• [SUPPLIED INFORMATION]
-.-.-

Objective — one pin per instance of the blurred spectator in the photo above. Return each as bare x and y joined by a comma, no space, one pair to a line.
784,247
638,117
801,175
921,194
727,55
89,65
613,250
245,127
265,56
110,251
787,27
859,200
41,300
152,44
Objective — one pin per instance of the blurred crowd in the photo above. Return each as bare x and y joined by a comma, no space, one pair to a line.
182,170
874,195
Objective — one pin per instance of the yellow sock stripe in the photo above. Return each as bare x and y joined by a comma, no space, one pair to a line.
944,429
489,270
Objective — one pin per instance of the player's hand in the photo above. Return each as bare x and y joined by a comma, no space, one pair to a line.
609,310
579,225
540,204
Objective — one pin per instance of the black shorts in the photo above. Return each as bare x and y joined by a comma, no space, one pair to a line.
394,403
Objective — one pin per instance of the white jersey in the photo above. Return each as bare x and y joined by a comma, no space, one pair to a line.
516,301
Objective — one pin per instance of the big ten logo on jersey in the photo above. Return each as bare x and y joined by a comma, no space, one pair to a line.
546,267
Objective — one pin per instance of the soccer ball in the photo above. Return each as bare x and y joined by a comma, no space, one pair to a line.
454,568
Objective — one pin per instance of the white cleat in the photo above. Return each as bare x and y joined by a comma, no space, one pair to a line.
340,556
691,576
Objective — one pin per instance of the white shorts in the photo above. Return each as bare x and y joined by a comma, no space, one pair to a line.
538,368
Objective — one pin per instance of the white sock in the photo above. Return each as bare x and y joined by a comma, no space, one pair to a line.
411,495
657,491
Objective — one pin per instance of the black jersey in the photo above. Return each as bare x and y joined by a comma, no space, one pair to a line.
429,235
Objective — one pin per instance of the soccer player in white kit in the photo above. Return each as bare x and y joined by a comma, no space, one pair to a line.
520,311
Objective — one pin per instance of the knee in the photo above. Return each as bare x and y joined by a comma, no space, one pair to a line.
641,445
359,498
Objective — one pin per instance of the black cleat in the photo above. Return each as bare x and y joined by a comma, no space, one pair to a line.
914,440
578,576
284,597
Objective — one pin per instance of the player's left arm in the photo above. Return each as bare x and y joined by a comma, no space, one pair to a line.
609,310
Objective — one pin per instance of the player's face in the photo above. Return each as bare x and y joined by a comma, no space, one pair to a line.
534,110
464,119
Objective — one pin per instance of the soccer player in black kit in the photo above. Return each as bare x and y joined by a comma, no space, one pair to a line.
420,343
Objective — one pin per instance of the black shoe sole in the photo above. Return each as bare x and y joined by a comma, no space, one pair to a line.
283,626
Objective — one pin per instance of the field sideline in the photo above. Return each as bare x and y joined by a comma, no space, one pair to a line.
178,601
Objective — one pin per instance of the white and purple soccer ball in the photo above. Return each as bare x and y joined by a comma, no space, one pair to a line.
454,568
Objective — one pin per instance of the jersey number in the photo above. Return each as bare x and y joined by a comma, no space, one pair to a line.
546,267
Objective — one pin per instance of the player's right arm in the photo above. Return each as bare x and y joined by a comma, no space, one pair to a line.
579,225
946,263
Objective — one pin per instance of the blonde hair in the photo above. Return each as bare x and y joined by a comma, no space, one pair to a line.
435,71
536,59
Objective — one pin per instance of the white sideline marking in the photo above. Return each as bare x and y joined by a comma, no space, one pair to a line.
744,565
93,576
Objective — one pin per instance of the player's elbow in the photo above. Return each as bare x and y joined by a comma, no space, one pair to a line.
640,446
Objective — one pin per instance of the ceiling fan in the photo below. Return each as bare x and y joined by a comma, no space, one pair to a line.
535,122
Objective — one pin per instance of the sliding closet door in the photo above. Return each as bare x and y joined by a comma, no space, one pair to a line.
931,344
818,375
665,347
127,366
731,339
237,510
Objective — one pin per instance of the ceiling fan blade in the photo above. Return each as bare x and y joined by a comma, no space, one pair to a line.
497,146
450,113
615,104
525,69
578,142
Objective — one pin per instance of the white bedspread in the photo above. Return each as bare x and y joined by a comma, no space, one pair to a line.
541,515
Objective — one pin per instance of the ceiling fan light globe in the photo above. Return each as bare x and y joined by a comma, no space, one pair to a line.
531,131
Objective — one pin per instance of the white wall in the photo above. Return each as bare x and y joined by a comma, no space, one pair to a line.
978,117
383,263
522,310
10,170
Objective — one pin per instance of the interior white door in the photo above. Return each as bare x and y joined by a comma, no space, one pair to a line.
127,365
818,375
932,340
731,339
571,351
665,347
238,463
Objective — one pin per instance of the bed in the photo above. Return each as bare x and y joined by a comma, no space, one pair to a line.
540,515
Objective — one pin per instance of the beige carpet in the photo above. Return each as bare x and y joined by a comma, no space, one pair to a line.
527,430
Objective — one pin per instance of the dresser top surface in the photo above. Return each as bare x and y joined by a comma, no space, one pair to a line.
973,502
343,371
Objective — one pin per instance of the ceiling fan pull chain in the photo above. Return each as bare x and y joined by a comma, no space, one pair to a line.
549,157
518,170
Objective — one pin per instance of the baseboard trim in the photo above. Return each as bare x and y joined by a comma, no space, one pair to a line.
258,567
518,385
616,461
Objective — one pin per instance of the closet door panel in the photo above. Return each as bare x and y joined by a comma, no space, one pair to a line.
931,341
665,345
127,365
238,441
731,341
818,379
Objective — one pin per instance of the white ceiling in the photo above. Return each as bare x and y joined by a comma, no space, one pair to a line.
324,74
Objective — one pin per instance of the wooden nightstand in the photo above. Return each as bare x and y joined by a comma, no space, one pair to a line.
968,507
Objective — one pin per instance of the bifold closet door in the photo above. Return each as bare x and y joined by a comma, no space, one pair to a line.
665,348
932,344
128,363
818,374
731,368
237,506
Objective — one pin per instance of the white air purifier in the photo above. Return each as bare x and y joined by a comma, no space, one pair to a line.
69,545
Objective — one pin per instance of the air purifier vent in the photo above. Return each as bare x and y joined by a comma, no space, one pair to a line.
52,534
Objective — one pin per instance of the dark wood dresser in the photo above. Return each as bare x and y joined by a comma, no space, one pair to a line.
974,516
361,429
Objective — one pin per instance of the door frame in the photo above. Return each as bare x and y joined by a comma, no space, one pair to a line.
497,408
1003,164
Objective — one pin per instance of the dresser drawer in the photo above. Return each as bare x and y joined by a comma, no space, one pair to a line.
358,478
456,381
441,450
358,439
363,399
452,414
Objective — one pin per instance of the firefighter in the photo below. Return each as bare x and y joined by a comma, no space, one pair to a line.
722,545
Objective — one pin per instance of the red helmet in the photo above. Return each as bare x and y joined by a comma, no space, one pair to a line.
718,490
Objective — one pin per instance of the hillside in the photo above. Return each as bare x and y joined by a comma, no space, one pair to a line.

-.-.-

• [WHAT TO WORK ON]
Starting from the line containing "Objective — one pin per instance of the air" and ending with the final line of the data, reproduce each line exactly as it appears, including no other lines.

• [FINISHED EXERCISE]
Objective — one pin per instance of the air purifier vent in the photo above. Return each as bare x and y joined by a comma, no space, one pair to a line.
52,534
Objective — one pin per instance of the dark wood dresser in the photo above. Return each as bare x and y joined by a comma, no space, one pair to a line.
974,516
361,429
Objective — one pin per instance of the door frame in the photo above. Return each as bare x and y joined by a comma, no space, one pair to a line.
497,408
1003,164
Objective — one pin per instance of the dresser drawer in the photo above. Return each as bare x and y joined by a comma, no space, one pair to a line.
358,478
456,381
441,450
358,439
363,399
452,414
Objective — one pin per instance of the firefighter in the photo below. Return each as bare x and y joined by a comma, no space, one pair to a line.
722,545
Objective — one pin per instance of the red helmet in the photo above. Return each as bare x and y joined by a comma, no space, one pair to a line.
718,490
Objective — one pin per instance of the hillside in the photo above. Return each as bare x and y joined by a comma, no space, one pair to a line.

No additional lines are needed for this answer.